Como publicamos, a nota de Mendonça diz que “como Advogado-Geral da União, defendo que qualquer medida deve ser respaldada na Constituição e capaz de garantir a ordem e a paz social. Medidas isoladas, prisões de cidadãos e restrições não fundamentadas em normas técnicas emitidas pelo Ministério da Saúde e pela Anvisa abrem caminho para o abuso e o arbítrio. Por fim, medidas de restrição devem ter fins preventivos e educativos – não repressivos, autoritários ou arbitrários.”
A nota casa-se bem com o discurso de Bolsonaro, que se escuda no seu direito constitucional de ir e vir (é ele próprio quem diz), para dar mau exemplo aos cidadãos, como se a Covid-19 fosse um resfriadinho, uma gripezinha. O presidente vai para a rua e estimula aglomerações, como se viu hoje em Goiás, e partidários seus fazem o mesmo — neste sábado, eles interromperam o trânsito na Avenida Paulista, para gritar que “o coronavírus não existe” e “fora Doria”. Bolsonaro e os seus sequazes criam, assim, um caldo político para que medidas restritivas tomadas por governadores, especialmente o de São Paulo, sejam vistas como ameaça, não apenas à economia, mas à democracia e às suas liberdades fundamentais. Tal é a intenção do presidente com as suas saidinhas, evidentemente.

* * * * *

### Tarefas obrigatórias
a. Responda às perguntas abaixo com base no texto.
(i) Segundo a nota de Mendonça, quais órgãos devem emitir as normas técnicas que fundamentam as restrições?
(ii) Em que lugar o presidente estimulou aglomerações no dia mencionado como "hoje"?
(iii) Em que avenida os partidários de Bolsonaro interromperam o trânsito neste sábado?
b. Digite novamente, sem nenhuma alteração, a parte do texto que vai de "A nota casa-se" até "suas saidinhas, evidentemente.".

### Trecho dos dados
* * * * *

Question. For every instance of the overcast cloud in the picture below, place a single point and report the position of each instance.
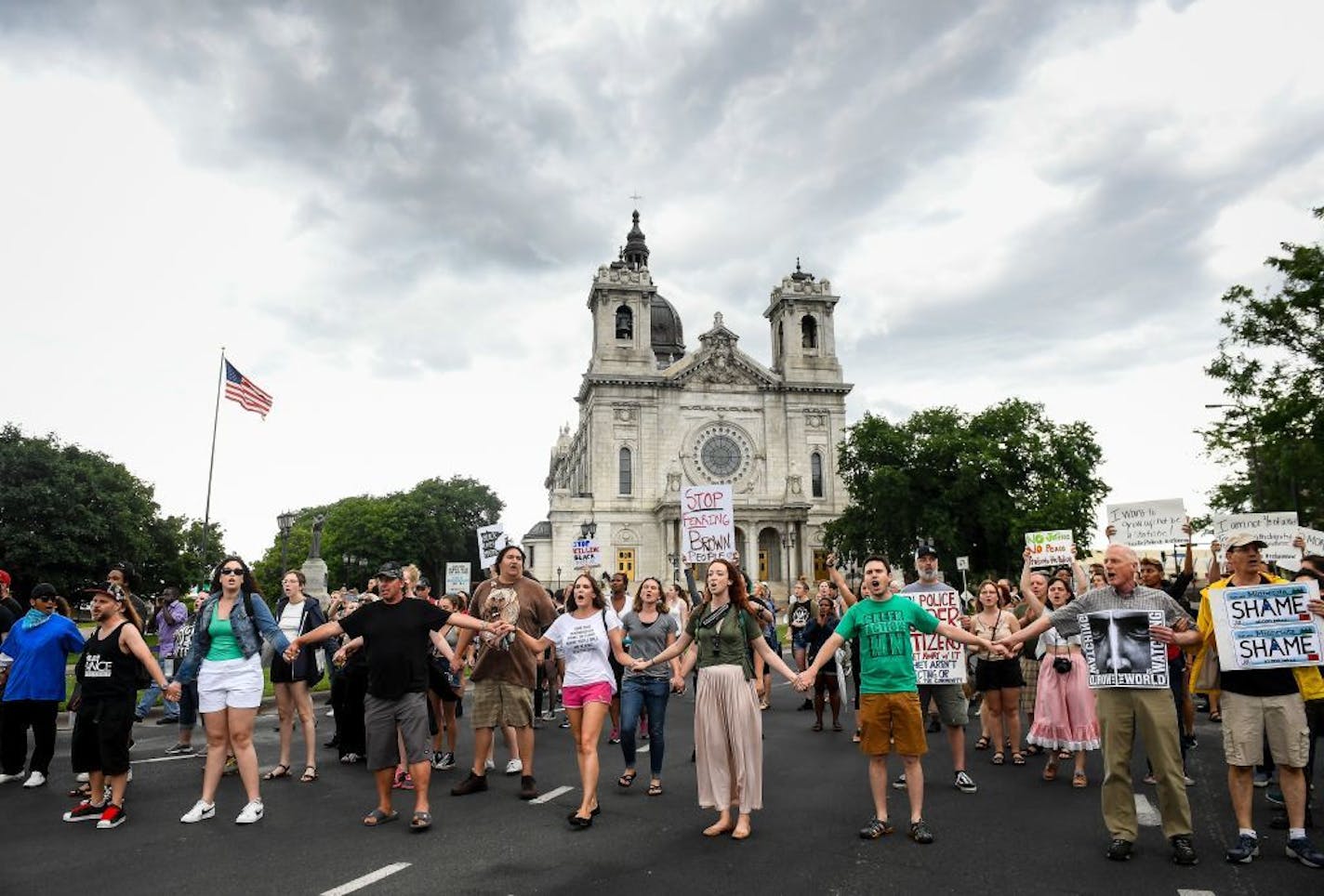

* * * * *

### Respostas por item
a.
(i) O Ministério da Saúde e a Anvisa.
(ii) Em Goiás.
(iii) Na Avenida Paulista.

b.
A nota casa-se bem com o discurso de Bolsonaro, que se escuda no seu direito constitucional de ir e vir (é ele próprio quem diz), para dar mau exemplo aos cidadãos, como se a Covid-19 fosse um resfriadinho, uma gripezinha. O presidente vai para a rua e estimula aglomerações, como se viu hoje em Goiás, e partidários seus fazem o mesmo — neste sábado, eles interromperam o trânsito na Avenida Paulista, para gritar que “o coronavírus não existe” e “fora Doria”. Bolsonaro e os seus sequazes criam, assim, um caldo político para que medidas restritivas tomadas por governadores, especialmente o de São Paulo, sejam vistas como ameaça, não apenas à economia, mas à democracia e às suas liberdades fundamentais. Tal é a intenção do presidente com as suas saidinhas, evidentemente.